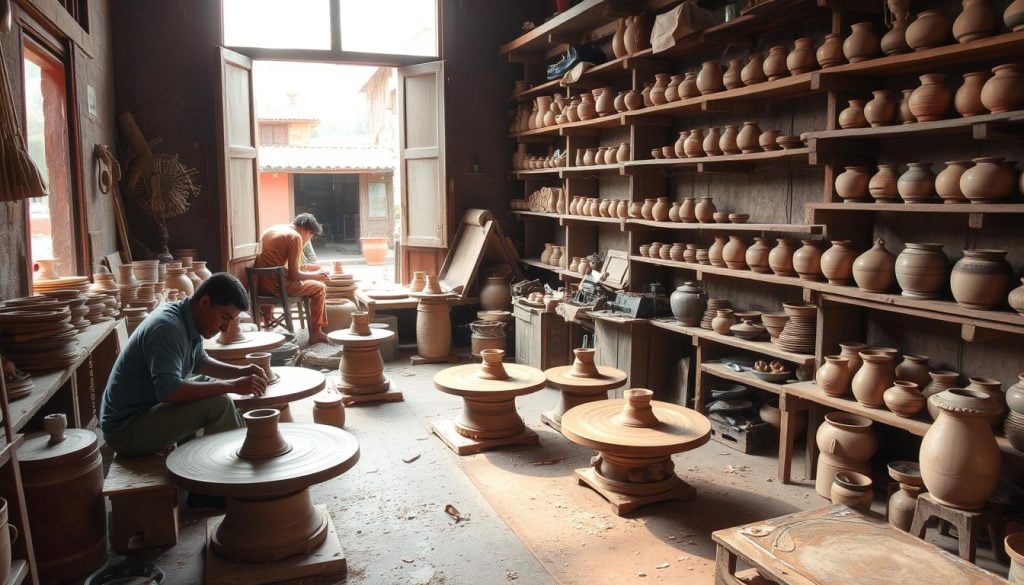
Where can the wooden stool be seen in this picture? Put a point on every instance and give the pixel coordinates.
(143, 503)
(968, 523)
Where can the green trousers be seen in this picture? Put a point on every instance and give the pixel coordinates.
(169, 423)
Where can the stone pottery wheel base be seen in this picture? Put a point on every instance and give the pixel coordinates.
(462, 445)
(328, 559)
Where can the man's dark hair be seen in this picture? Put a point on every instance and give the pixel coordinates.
(223, 289)
(308, 221)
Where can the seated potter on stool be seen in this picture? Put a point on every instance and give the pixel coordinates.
(282, 246)
(150, 403)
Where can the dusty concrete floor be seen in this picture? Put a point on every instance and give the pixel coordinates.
(528, 520)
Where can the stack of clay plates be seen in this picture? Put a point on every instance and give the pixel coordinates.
(798, 334)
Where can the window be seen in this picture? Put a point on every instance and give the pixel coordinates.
(52, 226)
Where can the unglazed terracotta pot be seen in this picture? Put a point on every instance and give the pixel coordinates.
(921, 272)
(960, 459)
(846, 443)
(837, 262)
(931, 29)
(981, 279)
(875, 269)
(931, 100)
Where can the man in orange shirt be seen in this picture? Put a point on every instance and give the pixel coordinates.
(282, 246)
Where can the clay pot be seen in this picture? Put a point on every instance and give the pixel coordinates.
(947, 181)
(967, 100)
(981, 279)
(853, 115)
(780, 258)
(830, 51)
(989, 180)
(931, 100)
(881, 111)
(875, 375)
(688, 304)
(837, 262)
(960, 460)
(916, 184)
(801, 58)
(862, 43)
(846, 443)
(774, 66)
(834, 376)
(1005, 91)
(852, 183)
(754, 71)
(929, 30)
(976, 21)
(757, 256)
(875, 269)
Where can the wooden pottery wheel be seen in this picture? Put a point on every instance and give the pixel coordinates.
(580, 383)
(635, 437)
(265, 471)
(488, 416)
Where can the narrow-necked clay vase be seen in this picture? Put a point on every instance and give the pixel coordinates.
(981, 279)
(931, 29)
(960, 459)
(921, 272)
(875, 269)
(931, 100)
(837, 262)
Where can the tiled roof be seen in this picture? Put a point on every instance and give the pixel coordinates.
(307, 159)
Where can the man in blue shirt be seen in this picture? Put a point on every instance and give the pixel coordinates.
(150, 404)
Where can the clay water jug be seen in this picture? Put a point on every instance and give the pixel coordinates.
(929, 30)
(931, 100)
(830, 51)
(862, 43)
(875, 269)
(976, 21)
(981, 279)
(876, 374)
(754, 71)
(967, 100)
(1005, 91)
(921, 272)
(960, 459)
(837, 262)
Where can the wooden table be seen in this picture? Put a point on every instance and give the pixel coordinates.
(837, 545)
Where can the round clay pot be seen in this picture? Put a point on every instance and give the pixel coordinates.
(967, 100)
(976, 21)
(851, 184)
(981, 279)
(929, 30)
(881, 111)
(875, 375)
(862, 43)
(1005, 91)
(837, 262)
(931, 100)
(853, 115)
(960, 460)
(916, 184)
(883, 183)
(780, 258)
(834, 376)
(989, 180)
(754, 71)
(921, 272)
(830, 51)
(873, 270)
(846, 443)
(947, 181)
(801, 58)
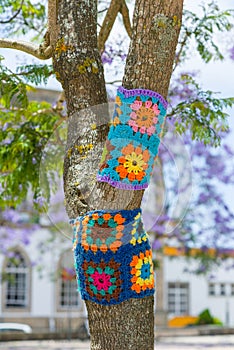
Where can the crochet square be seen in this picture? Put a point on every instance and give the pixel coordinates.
(111, 271)
(108, 230)
(102, 280)
(133, 140)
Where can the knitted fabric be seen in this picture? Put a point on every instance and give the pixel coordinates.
(113, 258)
(133, 140)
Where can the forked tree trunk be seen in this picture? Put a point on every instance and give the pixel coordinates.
(156, 25)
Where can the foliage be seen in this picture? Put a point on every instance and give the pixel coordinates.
(200, 116)
(20, 17)
(202, 112)
(201, 28)
(205, 317)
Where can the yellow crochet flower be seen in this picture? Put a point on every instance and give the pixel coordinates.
(134, 163)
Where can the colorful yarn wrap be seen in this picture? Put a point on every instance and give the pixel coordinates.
(113, 258)
(133, 140)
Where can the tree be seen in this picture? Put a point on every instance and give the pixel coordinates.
(72, 41)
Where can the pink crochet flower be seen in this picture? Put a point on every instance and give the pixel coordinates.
(156, 109)
(148, 104)
(136, 105)
(101, 280)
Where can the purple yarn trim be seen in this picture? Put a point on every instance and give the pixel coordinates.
(129, 93)
(120, 185)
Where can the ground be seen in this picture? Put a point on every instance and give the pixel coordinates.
(215, 342)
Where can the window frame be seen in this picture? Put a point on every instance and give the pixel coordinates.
(178, 298)
(72, 285)
(28, 280)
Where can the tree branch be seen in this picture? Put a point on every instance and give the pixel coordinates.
(45, 50)
(24, 46)
(108, 23)
(126, 19)
(115, 7)
(13, 16)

________________

Print all the lines above exactly as they are, but without the pictures.

Where can the wooden stool be seen in this picture? Put a point on every instance and give the pixel coordinates.
(143, 503)
(968, 523)
Where can the green trousers be seen in this picture? Put a point on every instance and give the pixel coordinates.
(169, 423)
Where can the stone pottery wheel base be seen in this picture? Put a point on every instance and give the pixel coordinates.
(462, 445)
(328, 559)
Where can the man's dark hair be seen in this picture? Put a point on every instance and give the pixel coordinates.
(223, 289)
(308, 221)
Where can the seated potter on stool be seen in this picture? Put a point on every instance and give the pixel coordinates.
(282, 246)
(150, 403)
Where can the dusty concrete floor be seen in this picture? Put a point on every instance and give the pixel coordinates.
(528, 520)
Where can the stack of clay plates be seen in this picture? Put a point on every instance and give the pixel coordinates.
(798, 334)
Where can the window be seen in this picture? Put a point on every instance and give the pixel coordinates.
(52, 226)
Where can the unglazed terracotta pot be seen in this picture? Put a point on every instance and give the pixel coordinates.
(921, 272)
(960, 459)
(846, 443)
(837, 262)
(931, 29)
(981, 279)
(875, 269)
(931, 100)
Where can the man in orange shirt be seen in this picture? Put a point on every instance and give the pixel coordinates.
(282, 246)
Where can the clay pot be seen in this picture? Put a point on every instance and give the pixel coordinates.
(947, 181)
(967, 100)
(981, 279)
(853, 115)
(780, 258)
(830, 51)
(989, 180)
(931, 100)
(881, 111)
(875, 375)
(688, 304)
(837, 262)
(960, 460)
(916, 184)
(801, 58)
(862, 43)
(846, 443)
(774, 66)
(834, 376)
(1005, 91)
(852, 183)
(754, 71)
(929, 30)
(976, 21)
(757, 256)
(875, 269)
Where can the wooden pottery wheel be seen in this picture? Put a point on every instance and give the pixel coordinates.
(580, 383)
(635, 437)
(265, 471)
(488, 416)
Where can the narrow-necked clay vase be seen in this picture? Put a point on every instance and give the pixel coordinates.
(981, 279)
(931, 29)
(960, 459)
(921, 272)
(875, 269)
(931, 100)
(837, 262)
Where can the tiled roof be seen in this picture? Put a point on every instance and give the pixel coordinates.
(307, 159)
Where can the man in blue shirt be seen in this picture? Put a point on every instance and give the pixel coordinates.
(150, 404)
Where can the clay water jug be seen in this picture? Put a point on every instance and give the pixel coordinates.
(929, 30)
(931, 100)
(830, 51)
(862, 43)
(875, 269)
(976, 21)
(981, 279)
(876, 374)
(754, 71)
(967, 100)
(1005, 91)
(921, 272)
(960, 459)
(837, 262)
Where can the wooden table be seen in this picture? Put a point on every instance and give the pixel coordinates.
(837, 545)
Where can the round clay pot be seen in this picture? Put a point on every instance and give the pixel coordinates.
(967, 100)
(976, 21)
(851, 184)
(981, 279)
(929, 30)
(881, 111)
(875, 375)
(862, 43)
(1005, 91)
(837, 262)
(931, 100)
(853, 115)
(960, 460)
(916, 184)
(883, 183)
(780, 258)
(834, 376)
(989, 180)
(754, 71)
(921, 272)
(830, 51)
(873, 270)
(846, 443)
(947, 181)
(801, 58)
Where can the crochet square be seen in this picture? Put a point on every instance and give the pixel coordinates.
(111, 271)
(108, 230)
(102, 280)
(133, 140)
Where can the knitted fabric be seen in this picture? Put a point on every instance and give the pixel coordinates.
(113, 258)
(133, 140)
Where can the forked tree trunk be seen in this picture? Put a point on every instance and give the pixel coordinates.
(156, 25)
Where can the foliage be seen in this picture? Put a point on every instance and give the pixel coordinates.
(200, 116)
(20, 17)
(202, 112)
(201, 28)
(205, 317)
Where can the yellow crochet flower be seen in this picture? Put a point on every instance and give the pixel coordinates.
(134, 163)
Where can the colorful yarn wrap be seen in this picture? Put a point on every instance and give the pixel coordinates.
(113, 258)
(133, 140)
Where can the tree be seen in this picture? Put a point on every instance and give the pixel coordinates.
(72, 41)
Where can the pink crochet flower be seen in this picture? Put a point on every instance and give the pixel coordinates.
(156, 109)
(148, 104)
(136, 105)
(101, 280)
Where can the purple yarn trim be seen in this picture? Put a point on every instance and give the pixel coordinates.
(129, 93)
(120, 185)
Where can the ground be seen in this picture? Put a point on every instance and give the pixel coordinates.
(215, 342)
Where can the window frame be seen in this picture? Put a point on every instance and give the pixel coordinates.
(178, 298)
(72, 285)
(28, 280)
Where can the tree branch be seen in this picture? Put a point on every instance and give the pixel coordinates.
(45, 50)
(24, 46)
(108, 23)
(126, 19)
(115, 7)
(13, 16)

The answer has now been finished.